DIRECTIVES -
A: List every bug number given on the lines that begin with "Bugs:" in the SIPE forum thread.
B: According to the SIPE forum thread, how often does SIPE send the requested keep-alive?
C: From the SIPE forum thread, copy the passage starting at "I'm running the" and ending at "separate debug log.".

Hi Stefan
This ticket is related to bug 186. It took quite a few days for this problem to surface again but this time I had two test accounts running with debug mode on.
The set up is the same as in bug 186: CentOS6 Linux OS, pidgin 2.10.2 clients with SIPE git head 7f921fb9. Two test accounts (systest2 and systest4) have very limited buddy lists and they have each other and themselves added as buddies.
The problem is that the pidgin clients will not report their status changes (or receive others') any more and get stuck in Available. Even after closing both pidgins, I still have systest2 and systest4 Available in my main pidgin (robert-sz).
Thanks for having a look at the logs!
Rob
Bugs: #112
Bugs: #153
Bugs: #179
Release Notes: 2013/06/pidgin-sipe-release-1160
Both log files show several random(!) connection drops like this one:
Most of them happen after SIPE sends the requested keep-alive every 300 seconds. It could be that the problem you have seen is triggered by these connection drops. If fear that you need to fix these drops and then reproduce the problem before the logs become useful.
Some ideas:
NSS_SSL_CBC_RANDOM_IV=0
for the SSL bug in Lync server?src/core/sip-transport.c
to forcefully reduce the server specified keep alive timeout (public.keepalive_timeout
) by, say, 20 seconds.My CentOS 6.2 had an older nss package (3.12.10-16) which didn't check for NSS_SSL_CBC_RANDOM_IV variable so I updated nss to the latest official CentOS package (3.13.1-7) which does.
I'm running the pidgin clients again with NSS_SSL_CBC_RANDOM_IV=0 set in the environment. If I see any more connection drops, I will rebuild the plugin as suggested with keep-alive set to 280 secs.
I will upload the logs as soon as I have anything useful to send.
Thanks for the tips!
Rob
NSS 3.12.x doesn't have the security fix that makes
NSS_SSL_CBC_RANDOM_IV=0
necessary. So that shouldn't be the root cause for the connection drops.Thanks! I reverted to the old 3.12 series nss packages, rebuilt SIPE with the keepalive timeout changes (timeout-=20) and restarted the test clients. Rob
Thanks for trying this, but I would suggest to run this as a separate debug log.
Here are the possible root causes I'm currently considering:
Please note that the debug file will probably be huge. But to determine why the SSL connection was disrupted you would only need 2-3 three SIPE's "MESSAGE START" before and up to the "Server has disconnected" lines.

MATERIAL SHOWN -
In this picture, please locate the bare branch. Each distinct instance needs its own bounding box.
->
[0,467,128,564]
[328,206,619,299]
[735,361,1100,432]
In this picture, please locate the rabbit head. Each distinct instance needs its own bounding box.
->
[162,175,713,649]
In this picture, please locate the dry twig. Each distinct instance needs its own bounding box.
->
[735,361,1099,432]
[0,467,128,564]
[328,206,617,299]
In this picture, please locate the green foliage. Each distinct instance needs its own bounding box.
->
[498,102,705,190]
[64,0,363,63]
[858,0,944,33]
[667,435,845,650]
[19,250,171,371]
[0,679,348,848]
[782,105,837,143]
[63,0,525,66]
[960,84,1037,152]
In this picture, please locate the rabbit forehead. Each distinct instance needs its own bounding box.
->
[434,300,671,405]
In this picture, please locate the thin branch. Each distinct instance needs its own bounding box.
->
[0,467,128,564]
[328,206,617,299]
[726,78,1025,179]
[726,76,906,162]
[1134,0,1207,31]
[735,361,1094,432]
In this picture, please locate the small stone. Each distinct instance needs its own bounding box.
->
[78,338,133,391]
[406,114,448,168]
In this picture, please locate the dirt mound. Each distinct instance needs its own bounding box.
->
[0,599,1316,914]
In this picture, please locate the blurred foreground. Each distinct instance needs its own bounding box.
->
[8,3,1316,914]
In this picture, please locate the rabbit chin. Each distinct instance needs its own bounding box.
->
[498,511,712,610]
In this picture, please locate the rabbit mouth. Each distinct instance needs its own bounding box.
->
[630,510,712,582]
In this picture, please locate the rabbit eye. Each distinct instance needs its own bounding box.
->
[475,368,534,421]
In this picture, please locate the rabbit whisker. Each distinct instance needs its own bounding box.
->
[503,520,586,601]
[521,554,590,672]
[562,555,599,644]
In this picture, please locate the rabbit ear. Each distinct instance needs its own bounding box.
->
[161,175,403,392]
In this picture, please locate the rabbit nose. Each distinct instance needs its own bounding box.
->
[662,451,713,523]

...

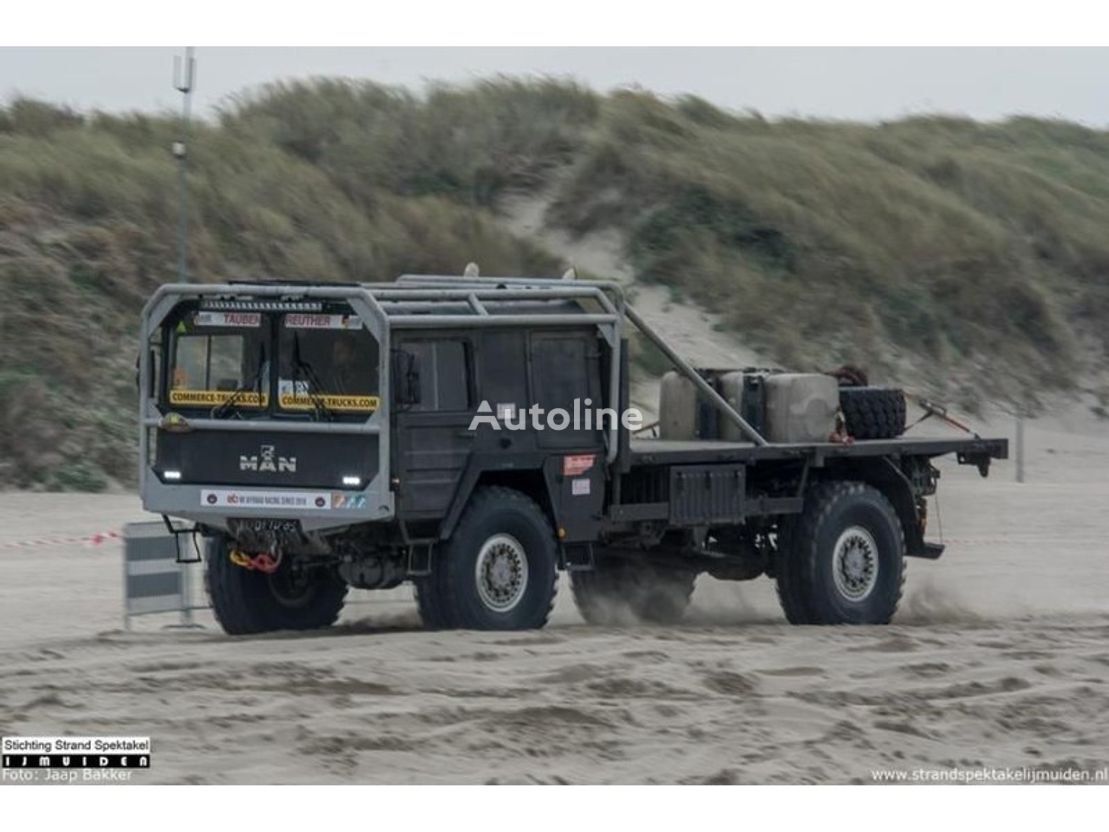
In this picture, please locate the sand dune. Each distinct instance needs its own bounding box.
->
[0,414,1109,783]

RESULTS OF THE EXERCISE -
A: #112, #153, #179

B: Every 300 seconds.

C:
I'm running the pidgin clients again with NSS_SSL_CBC_RANDOM_IV=0 set in the environment. If I see any more connection drops, I will rebuild the plugin as suggested with keep-alive set to 280 secs.
I will upload the logs as soon as I have anything useful to send.
Thanks for the tips!
Rob
NSS 3.12.x doesn't have the security fix that makes
NSS_SSL_CBC_RANDOM_IV=0
necessary. So that shouldn't be the root cause for the connection drops.Thanks! I reverted to the old 3.12 series nss packages, rebuilt SIPE with the keepalive timeout changes (timeout-=20) and restarted the test clients. Rob
Thanks for trying this, but I would suggest to run this as a separate debug log.